EXERCISE GOAL: Every line from the one with "white panel door." to the end of the data needs to be copied exactly, and no line before it.

start

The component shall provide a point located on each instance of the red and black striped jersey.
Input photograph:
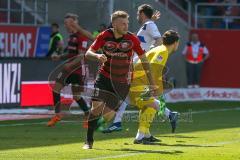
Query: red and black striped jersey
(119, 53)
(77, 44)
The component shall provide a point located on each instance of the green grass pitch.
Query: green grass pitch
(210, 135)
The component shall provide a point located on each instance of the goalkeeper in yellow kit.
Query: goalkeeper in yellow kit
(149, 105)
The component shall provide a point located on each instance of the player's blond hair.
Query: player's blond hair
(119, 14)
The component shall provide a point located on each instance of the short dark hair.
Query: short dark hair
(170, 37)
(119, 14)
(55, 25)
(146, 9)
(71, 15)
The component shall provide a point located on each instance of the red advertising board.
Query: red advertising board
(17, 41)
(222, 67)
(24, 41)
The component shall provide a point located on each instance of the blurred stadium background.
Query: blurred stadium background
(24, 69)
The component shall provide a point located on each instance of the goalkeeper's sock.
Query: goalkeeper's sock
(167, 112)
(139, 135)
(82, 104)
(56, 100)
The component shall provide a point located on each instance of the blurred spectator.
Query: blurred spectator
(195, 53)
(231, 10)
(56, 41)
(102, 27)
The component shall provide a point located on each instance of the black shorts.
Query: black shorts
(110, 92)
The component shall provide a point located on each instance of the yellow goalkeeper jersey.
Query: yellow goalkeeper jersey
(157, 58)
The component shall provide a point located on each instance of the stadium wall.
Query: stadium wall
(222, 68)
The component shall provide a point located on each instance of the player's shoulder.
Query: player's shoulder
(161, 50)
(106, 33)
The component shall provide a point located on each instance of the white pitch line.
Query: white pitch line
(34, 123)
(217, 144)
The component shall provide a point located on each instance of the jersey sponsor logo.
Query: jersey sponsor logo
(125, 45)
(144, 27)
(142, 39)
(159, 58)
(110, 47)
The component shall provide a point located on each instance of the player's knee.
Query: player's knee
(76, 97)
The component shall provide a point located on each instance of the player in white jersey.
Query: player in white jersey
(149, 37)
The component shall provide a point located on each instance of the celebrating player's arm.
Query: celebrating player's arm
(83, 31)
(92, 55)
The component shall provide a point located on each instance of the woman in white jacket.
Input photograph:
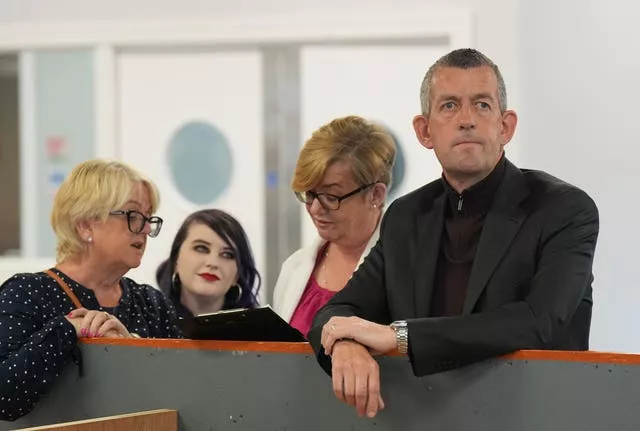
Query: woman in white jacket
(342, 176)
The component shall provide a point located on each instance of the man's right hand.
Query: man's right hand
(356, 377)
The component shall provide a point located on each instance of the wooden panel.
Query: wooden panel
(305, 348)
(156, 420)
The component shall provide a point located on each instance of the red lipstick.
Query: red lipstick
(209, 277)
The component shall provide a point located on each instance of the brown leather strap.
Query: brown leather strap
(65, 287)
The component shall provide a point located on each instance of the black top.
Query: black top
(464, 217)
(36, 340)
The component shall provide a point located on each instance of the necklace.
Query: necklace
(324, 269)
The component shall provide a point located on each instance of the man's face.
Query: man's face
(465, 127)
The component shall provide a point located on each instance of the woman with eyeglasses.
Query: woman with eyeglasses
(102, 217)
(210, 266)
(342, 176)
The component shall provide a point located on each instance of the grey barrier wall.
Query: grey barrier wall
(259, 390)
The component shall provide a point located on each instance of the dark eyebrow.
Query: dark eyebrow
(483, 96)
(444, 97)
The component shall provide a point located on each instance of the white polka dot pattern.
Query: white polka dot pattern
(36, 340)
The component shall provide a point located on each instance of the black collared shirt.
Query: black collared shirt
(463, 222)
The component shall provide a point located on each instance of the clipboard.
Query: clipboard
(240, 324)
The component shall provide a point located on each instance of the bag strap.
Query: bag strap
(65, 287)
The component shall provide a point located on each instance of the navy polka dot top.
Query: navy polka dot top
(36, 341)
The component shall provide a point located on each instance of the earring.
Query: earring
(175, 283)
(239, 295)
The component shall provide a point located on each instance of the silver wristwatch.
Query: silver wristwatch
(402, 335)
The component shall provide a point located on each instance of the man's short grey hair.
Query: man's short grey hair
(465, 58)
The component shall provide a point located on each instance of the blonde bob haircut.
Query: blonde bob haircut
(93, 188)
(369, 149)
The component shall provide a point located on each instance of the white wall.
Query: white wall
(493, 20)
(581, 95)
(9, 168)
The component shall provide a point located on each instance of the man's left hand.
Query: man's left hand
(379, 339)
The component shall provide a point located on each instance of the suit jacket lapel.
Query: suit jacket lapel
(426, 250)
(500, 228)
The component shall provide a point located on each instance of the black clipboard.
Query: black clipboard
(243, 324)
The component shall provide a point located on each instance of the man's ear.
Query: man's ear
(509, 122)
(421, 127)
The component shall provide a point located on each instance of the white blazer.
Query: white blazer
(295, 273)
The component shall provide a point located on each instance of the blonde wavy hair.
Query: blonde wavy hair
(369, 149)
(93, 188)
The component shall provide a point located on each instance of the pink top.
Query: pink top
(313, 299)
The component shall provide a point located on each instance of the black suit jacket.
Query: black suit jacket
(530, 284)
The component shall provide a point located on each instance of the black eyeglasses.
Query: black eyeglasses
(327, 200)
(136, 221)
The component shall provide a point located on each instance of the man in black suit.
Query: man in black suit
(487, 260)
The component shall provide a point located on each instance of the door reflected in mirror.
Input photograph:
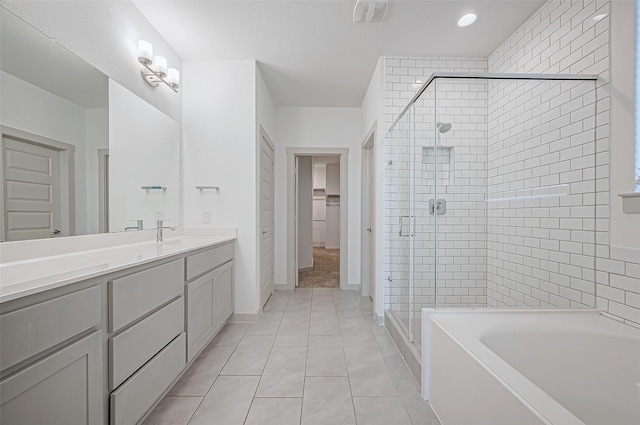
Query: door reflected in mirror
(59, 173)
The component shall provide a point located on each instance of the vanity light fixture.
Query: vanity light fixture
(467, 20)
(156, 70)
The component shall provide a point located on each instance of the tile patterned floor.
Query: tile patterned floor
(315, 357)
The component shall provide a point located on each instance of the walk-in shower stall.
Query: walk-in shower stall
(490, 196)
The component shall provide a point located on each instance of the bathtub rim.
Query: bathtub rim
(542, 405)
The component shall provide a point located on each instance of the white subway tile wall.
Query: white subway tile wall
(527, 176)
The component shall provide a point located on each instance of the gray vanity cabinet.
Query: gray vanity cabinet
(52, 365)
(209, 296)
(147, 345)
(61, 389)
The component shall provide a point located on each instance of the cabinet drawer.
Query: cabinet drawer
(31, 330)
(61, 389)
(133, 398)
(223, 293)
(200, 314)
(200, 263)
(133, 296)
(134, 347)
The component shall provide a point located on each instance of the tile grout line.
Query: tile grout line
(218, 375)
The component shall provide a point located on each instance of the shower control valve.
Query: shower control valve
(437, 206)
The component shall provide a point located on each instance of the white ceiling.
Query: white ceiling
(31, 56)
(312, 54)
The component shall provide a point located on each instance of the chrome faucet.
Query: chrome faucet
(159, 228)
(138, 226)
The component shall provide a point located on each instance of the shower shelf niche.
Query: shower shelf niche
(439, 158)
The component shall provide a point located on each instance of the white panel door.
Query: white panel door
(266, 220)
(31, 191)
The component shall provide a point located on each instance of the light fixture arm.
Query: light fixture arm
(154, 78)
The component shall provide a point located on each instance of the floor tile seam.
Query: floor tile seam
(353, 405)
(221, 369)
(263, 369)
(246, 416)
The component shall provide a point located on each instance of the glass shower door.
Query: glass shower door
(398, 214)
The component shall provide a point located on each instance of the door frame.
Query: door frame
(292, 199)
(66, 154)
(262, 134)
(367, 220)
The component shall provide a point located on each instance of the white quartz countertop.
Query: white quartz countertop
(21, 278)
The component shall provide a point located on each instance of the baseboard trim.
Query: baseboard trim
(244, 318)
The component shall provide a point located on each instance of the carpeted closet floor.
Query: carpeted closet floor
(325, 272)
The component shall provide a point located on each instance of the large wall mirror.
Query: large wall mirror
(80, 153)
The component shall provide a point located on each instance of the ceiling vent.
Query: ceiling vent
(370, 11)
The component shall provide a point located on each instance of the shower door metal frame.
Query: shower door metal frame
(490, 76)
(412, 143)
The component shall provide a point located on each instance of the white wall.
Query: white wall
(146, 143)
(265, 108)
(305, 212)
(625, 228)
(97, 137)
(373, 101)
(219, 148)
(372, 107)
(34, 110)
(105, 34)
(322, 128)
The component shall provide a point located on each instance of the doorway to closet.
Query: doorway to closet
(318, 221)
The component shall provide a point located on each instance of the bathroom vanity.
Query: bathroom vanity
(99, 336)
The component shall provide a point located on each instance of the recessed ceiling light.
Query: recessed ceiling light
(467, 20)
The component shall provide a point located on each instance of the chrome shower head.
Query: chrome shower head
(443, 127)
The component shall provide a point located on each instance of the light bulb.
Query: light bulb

end

EXPECTED ANSWER:
The component shall provide a point located on each instance of the white panel door.
Query: white panel door
(266, 220)
(31, 191)
The component shall provide a point located on each instance of the light fixture arm.
Query: light fixture arm
(154, 78)
The component shall provide a point located on each instance of the floor tile seam.
Query: floor tile seam
(353, 405)
(221, 369)
(263, 369)
(246, 416)
The component shall provide a point located on each instance of the glass shower door.
Query: glass shower door
(398, 214)
The component shall provide a point located on each instance of the door frame.
Query: door frame
(292, 199)
(66, 154)
(262, 134)
(367, 220)
The component shall provide a point located on each instance of the white quartz countertop.
Query: white quartz countertop
(21, 278)
The component shall provide a point located on each instance of the baseboard trim.
Query: baseboard trim
(244, 318)
The component shall provide a point located on each instance of the carpeted closet floor.
Query: carpeted closet floor
(325, 272)
The component shall provide a point located on each instance of the large wall mirror.
Query: large wall mirror
(80, 153)
The component shall provide a point located on each instance of the ceiling vent.
Query: ceiling vent
(370, 11)
The component shall provide a point located on each instance of the shower door metal frame.
Query: shower door metal frame
(490, 76)
(412, 143)
The component shall provide a point located on each instance of the white wall.
Query: white wall
(146, 143)
(265, 108)
(305, 212)
(625, 228)
(97, 137)
(373, 101)
(219, 148)
(372, 107)
(34, 110)
(105, 34)
(322, 128)
The component shall provide a point located on each instance of the doorway to closet.
Query: doorway to closet
(318, 221)
The component shall provide a point located on each instance of the bathroom vanity.
Query: bathroom vanity
(99, 336)
The component shall provide a point located on each instance of the recessed ceiling light.
Query: recessed ceiling light
(467, 20)
The component shall provide a point located on each instance of the chrome shower head.
Query: chrome shower head
(443, 127)
The component shall provide a point located on each instance of the light bulb.
Query: light bulb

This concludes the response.